◆ **Supplied data**
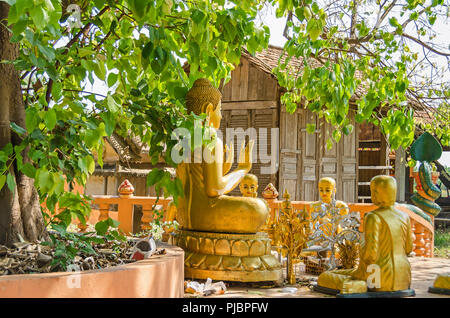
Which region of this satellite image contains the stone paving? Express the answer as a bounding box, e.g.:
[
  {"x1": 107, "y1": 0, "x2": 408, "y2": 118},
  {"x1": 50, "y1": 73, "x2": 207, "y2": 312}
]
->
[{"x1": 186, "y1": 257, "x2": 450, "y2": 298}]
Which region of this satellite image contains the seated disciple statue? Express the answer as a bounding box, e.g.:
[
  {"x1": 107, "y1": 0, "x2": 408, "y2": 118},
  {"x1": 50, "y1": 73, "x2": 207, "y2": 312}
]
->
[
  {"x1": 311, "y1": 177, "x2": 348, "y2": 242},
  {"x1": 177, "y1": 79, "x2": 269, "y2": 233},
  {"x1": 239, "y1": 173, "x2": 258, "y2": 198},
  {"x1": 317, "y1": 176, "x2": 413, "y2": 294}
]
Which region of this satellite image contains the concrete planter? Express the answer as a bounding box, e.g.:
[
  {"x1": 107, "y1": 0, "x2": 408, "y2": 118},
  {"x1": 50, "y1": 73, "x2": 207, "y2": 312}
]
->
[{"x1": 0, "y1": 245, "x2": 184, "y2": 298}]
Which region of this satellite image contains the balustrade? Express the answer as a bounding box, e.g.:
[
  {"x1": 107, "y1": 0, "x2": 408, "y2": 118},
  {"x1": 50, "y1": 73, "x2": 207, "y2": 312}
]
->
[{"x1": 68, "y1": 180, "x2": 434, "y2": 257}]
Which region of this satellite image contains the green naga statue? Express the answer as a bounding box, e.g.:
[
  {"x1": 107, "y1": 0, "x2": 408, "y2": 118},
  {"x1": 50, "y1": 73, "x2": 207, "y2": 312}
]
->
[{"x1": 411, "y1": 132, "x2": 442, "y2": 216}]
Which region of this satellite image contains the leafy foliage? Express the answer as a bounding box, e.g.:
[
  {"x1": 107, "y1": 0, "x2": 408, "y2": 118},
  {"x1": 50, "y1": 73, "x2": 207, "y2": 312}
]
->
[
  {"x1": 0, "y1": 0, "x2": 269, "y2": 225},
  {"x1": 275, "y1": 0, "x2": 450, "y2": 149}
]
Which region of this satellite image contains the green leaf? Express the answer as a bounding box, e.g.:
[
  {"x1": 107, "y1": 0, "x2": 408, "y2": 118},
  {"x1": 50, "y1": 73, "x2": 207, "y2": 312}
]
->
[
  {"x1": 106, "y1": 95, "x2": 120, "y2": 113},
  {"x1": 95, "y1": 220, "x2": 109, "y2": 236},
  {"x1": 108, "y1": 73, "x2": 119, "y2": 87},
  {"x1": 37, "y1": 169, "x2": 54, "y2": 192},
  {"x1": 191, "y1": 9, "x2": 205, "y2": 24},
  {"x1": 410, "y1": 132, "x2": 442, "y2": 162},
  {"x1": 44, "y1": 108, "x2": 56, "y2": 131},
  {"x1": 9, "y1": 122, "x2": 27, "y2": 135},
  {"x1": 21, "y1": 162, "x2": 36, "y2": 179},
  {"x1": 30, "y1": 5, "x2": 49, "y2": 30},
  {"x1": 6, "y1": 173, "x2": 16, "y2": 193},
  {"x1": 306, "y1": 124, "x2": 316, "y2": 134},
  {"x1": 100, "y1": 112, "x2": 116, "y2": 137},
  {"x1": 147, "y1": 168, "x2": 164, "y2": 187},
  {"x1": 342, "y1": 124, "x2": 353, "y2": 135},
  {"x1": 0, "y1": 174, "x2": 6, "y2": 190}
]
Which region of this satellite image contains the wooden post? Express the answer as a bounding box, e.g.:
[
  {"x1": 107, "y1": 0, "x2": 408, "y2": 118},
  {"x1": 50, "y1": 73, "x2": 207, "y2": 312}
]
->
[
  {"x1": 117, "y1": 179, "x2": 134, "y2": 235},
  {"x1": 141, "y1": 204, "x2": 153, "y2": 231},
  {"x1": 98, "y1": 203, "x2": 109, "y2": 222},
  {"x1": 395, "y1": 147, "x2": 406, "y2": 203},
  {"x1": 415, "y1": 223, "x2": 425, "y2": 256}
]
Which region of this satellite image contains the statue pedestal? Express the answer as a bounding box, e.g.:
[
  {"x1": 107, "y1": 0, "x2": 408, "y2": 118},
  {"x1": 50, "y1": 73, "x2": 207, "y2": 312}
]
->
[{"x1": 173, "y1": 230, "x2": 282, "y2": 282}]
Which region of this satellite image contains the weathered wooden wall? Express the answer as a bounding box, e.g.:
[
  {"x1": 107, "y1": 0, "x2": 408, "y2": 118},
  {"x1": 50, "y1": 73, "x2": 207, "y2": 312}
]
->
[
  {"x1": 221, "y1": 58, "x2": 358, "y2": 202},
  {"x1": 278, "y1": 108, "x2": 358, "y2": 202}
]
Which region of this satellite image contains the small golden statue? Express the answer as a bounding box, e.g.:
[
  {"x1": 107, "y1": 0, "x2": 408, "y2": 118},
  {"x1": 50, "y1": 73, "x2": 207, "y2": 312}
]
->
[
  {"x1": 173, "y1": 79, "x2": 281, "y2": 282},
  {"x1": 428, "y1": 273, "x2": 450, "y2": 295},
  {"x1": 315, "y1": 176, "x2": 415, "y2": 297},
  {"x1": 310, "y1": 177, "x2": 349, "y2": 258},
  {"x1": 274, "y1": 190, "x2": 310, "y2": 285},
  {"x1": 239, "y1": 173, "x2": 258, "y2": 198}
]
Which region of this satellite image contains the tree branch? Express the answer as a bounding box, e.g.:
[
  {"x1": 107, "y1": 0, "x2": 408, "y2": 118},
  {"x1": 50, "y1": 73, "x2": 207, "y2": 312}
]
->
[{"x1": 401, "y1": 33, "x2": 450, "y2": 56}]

◆ **Direction**
Switch "satellite image" to "aerial photo" throughout all the records above and give them again with nothing else changed. Leave the pictures out.

◆ **Solved exercise**
Which region of this aerial photo contains the stone paving? Express the answer as a bounding box, e.g.:
[
  {"x1": 107, "y1": 0, "x2": 408, "y2": 118},
  {"x1": 50, "y1": 73, "x2": 207, "y2": 312}
]
->
[{"x1": 186, "y1": 257, "x2": 450, "y2": 298}]
Which region of this aerial photo contains the seated disciple statue? Express the answer as a bounding box, e.g.:
[
  {"x1": 107, "y1": 0, "x2": 408, "y2": 118},
  {"x1": 50, "y1": 73, "x2": 207, "y2": 312}
]
->
[
  {"x1": 311, "y1": 177, "x2": 348, "y2": 242},
  {"x1": 177, "y1": 79, "x2": 269, "y2": 233},
  {"x1": 239, "y1": 173, "x2": 258, "y2": 198},
  {"x1": 317, "y1": 176, "x2": 413, "y2": 294}
]
Which region of this aerial photo contains the concrete planter? Express the answer as a bounding box, e.g.:
[
  {"x1": 107, "y1": 0, "x2": 408, "y2": 118},
  {"x1": 50, "y1": 73, "x2": 207, "y2": 312}
]
->
[{"x1": 0, "y1": 245, "x2": 184, "y2": 298}]
Which region of this aerial photo contains the balustrade? Express the answer as a bounding box, e.g.:
[
  {"x1": 107, "y1": 0, "x2": 408, "y2": 118},
  {"x1": 50, "y1": 73, "x2": 207, "y2": 312}
]
->
[{"x1": 68, "y1": 180, "x2": 434, "y2": 257}]
Which region of this aerial photo contains the green naga statue? Express the answer as a bounding box, e.g.:
[
  {"x1": 107, "y1": 0, "x2": 408, "y2": 118},
  {"x1": 50, "y1": 73, "x2": 207, "y2": 312}
]
->
[{"x1": 411, "y1": 132, "x2": 442, "y2": 216}]
Which region of this aerial photo contains the leafy foliage? Express the answer as a bounding box, e.g.:
[
  {"x1": 107, "y1": 0, "x2": 408, "y2": 118},
  {"x1": 50, "y1": 73, "x2": 207, "y2": 312}
]
->
[
  {"x1": 0, "y1": 0, "x2": 269, "y2": 225},
  {"x1": 275, "y1": 0, "x2": 450, "y2": 149}
]
Which region of this aerial photo contains the green leaf? Express the answer as a bounding box, e.g.:
[
  {"x1": 107, "y1": 0, "x2": 408, "y2": 118},
  {"x1": 50, "y1": 73, "x2": 207, "y2": 312}
]
->
[
  {"x1": 106, "y1": 95, "x2": 120, "y2": 113},
  {"x1": 95, "y1": 220, "x2": 109, "y2": 236},
  {"x1": 108, "y1": 73, "x2": 119, "y2": 87},
  {"x1": 37, "y1": 169, "x2": 54, "y2": 192},
  {"x1": 191, "y1": 9, "x2": 205, "y2": 24},
  {"x1": 410, "y1": 132, "x2": 442, "y2": 162},
  {"x1": 44, "y1": 108, "x2": 56, "y2": 131},
  {"x1": 9, "y1": 122, "x2": 27, "y2": 135},
  {"x1": 21, "y1": 162, "x2": 36, "y2": 179},
  {"x1": 30, "y1": 5, "x2": 49, "y2": 30},
  {"x1": 6, "y1": 173, "x2": 16, "y2": 193},
  {"x1": 306, "y1": 124, "x2": 316, "y2": 134},
  {"x1": 100, "y1": 112, "x2": 116, "y2": 137},
  {"x1": 147, "y1": 168, "x2": 164, "y2": 187},
  {"x1": 342, "y1": 124, "x2": 353, "y2": 135},
  {"x1": 0, "y1": 174, "x2": 6, "y2": 190}
]
Which region of this aerial photo contains the wooden post? Express the answer as a bounding box, e.g.:
[
  {"x1": 107, "y1": 0, "x2": 408, "y2": 118},
  {"x1": 50, "y1": 73, "x2": 207, "y2": 312}
]
->
[
  {"x1": 117, "y1": 179, "x2": 134, "y2": 235},
  {"x1": 141, "y1": 204, "x2": 153, "y2": 231},
  {"x1": 98, "y1": 203, "x2": 109, "y2": 222},
  {"x1": 395, "y1": 147, "x2": 406, "y2": 203},
  {"x1": 415, "y1": 223, "x2": 425, "y2": 256}
]
Which region of this aerial photo contains the statue pedestal? Express the answer as a bounding box, e.g.:
[
  {"x1": 107, "y1": 0, "x2": 408, "y2": 118},
  {"x1": 50, "y1": 73, "x2": 207, "y2": 312}
]
->
[{"x1": 173, "y1": 230, "x2": 282, "y2": 282}]
Which region of this aerial photo contains the weathered wooden wall? Express the answer as a bounding box, e.g.:
[
  {"x1": 107, "y1": 0, "x2": 408, "y2": 118},
  {"x1": 50, "y1": 73, "x2": 207, "y2": 312}
]
->
[
  {"x1": 221, "y1": 58, "x2": 358, "y2": 202},
  {"x1": 278, "y1": 108, "x2": 358, "y2": 202}
]
Which region of this aerial photo contains the small golden statue? Express the answer as a bounding box, e.g.:
[
  {"x1": 107, "y1": 0, "x2": 408, "y2": 118},
  {"x1": 50, "y1": 73, "x2": 207, "y2": 312}
]
->
[
  {"x1": 173, "y1": 79, "x2": 281, "y2": 282},
  {"x1": 428, "y1": 273, "x2": 450, "y2": 295},
  {"x1": 315, "y1": 176, "x2": 415, "y2": 297},
  {"x1": 310, "y1": 177, "x2": 349, "y2": 258},
  {"x1": 274, "y1": 190, "x2": 310, "y2": 285},
  {"x1": 239, "y1": 173, "x2": 258, "y2": 198}
]
Which region of this aerial photo contains the tree branch? Express the answer as a bounding box, e.g.:
[
  {"x1": 107, "y1": 0, "x2": 408, "y2": 118},
  {"x1": 50, "y1": 73, "x2": 207, "y2": 312}
]
->
[{"x1": 401, "y1": 33, "x2": 450, "y2": 56}]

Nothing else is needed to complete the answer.